> _EXERCISE DETAILS_
Each record is to be given again without alteration.

(Beginning of DATA FOR ANALYSIS)

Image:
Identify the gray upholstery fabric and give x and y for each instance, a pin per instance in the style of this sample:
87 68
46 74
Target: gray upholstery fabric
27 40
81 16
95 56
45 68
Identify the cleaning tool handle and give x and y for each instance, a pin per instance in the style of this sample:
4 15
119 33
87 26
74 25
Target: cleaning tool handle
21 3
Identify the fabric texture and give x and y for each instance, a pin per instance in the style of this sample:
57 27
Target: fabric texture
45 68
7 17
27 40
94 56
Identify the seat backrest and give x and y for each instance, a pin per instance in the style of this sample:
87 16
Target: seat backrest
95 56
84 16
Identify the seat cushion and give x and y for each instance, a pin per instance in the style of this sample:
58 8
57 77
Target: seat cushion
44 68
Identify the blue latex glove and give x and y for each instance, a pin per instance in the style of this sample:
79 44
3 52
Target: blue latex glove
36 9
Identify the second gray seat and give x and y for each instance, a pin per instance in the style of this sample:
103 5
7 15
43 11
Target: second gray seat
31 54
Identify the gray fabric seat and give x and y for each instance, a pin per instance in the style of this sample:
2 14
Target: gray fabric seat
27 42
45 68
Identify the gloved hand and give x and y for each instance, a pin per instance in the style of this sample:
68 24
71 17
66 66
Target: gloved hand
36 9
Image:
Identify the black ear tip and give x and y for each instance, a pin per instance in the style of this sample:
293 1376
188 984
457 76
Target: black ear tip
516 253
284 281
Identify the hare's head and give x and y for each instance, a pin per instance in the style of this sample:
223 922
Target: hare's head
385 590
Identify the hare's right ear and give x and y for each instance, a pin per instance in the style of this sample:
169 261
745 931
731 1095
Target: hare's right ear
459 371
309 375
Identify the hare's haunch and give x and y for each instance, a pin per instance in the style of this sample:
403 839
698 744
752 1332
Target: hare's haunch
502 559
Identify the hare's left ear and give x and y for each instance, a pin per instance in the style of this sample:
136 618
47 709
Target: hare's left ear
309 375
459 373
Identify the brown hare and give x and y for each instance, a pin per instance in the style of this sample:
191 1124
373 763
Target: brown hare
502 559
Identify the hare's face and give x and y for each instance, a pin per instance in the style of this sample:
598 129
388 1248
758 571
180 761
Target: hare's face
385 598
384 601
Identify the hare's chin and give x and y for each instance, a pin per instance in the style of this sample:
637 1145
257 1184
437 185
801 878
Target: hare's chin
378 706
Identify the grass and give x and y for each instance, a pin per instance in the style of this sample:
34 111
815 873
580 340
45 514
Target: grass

(End of DATA FOR ANALYSIS)

> _ANSWER TO THIS EXERCISE_
Image:
Identify the gray upholstery fabric and give x and y for each instance, a pin per instance in the style of this sample:
87 68
46 74
Target: gray upholstery fabric
27 40
81 16
95 56
45 68
Identify the cleaning tool handle and give x and y for each instance, a pin per instance in the style of this sample:
4 15
119 33
87 26
74 25
Target: cleaning tool handle
21 3
Identify the fabric texture and give x and y for each instance, a pin per instance in the style of this sample:
57 27
Target: fabric texture
45 68
7 17
27 40
94 56
Identify the seat backrest and give x and y for each instance, a pin per instance in the style of this sample:
87 16
Target: seat backrest
95 56
84 16
Identify the seat cushion and give x and y for each instance, a pin per instance in the style of this sample:
58 8
57 77
Target: seat cushion
44 68
Identify the blue latex glove and give x and y for each instance, a pin per instance in the style of this sample:
79 44
3 52
Target: blue latex glove
36 9
Identify the second gray seat and give x and y for each instance, a pin per instance in the style of this sample:
103 5
7 15
43 11
Target: second gray seat
31 54
Identify the gray fabric seat and give x and y for each instance, a pin per instance in the style of this sample:
2 14
Target: gray fabric seat
27 42
45 68
Identify the gloved hand and give x and y for each instance, a pin per instance in the style of this sample:
68 24
71 17
66 66
Target: gloved hand
36 9
Image:
Identify the black ear tip and give x and y for each instance, a pin per instance in the style of this sample:
293 1376
188 984
457 76
Target: black ear tip
516 253
284 281
Identify the hare's head and give x and y for each instance, a pin per instance in the style of this sample:
223 922
Target: hare's head
385 590
Identify the hare's right ear and give x and y for each instance, a pin per instance in the style of this sample:
169 261
745 931
731 1095
Target: hare's right ear
459 371
309 375
Identify the hare's haunch and give x and y for each instance, a pin per instance in the style of this sample:
403 839
698 744
752 1332
Target: hare's haunch
502 559
Identify the hare's left ear and give x and y for each instance, a pin per instance in the style of this sample:
136 618
47 709
Target: hare's left ear
309 375
459 373
Identify the brown hare and give x and y for each instance, a pin per instance in the style of this sample:
191 1124
373 763
Target: brown hare
502 559
Identify the hare's face and give x and y for each instance, a pin per instance in the style of this sample:
598 129
388 1248
758 571
180 761
Target: hare's face
385 598
384 601
Identify the hare's chin and give x and y for each instance, a pin per instance in the style of this sample:
637 1145
257 1184
437 185
801 878
Target: hare's chin
378 706
Identify the grass and give x and y for each instance, a pin per instance in the style of this sample:
34 111
815 873
580 340
45 514
Target: grass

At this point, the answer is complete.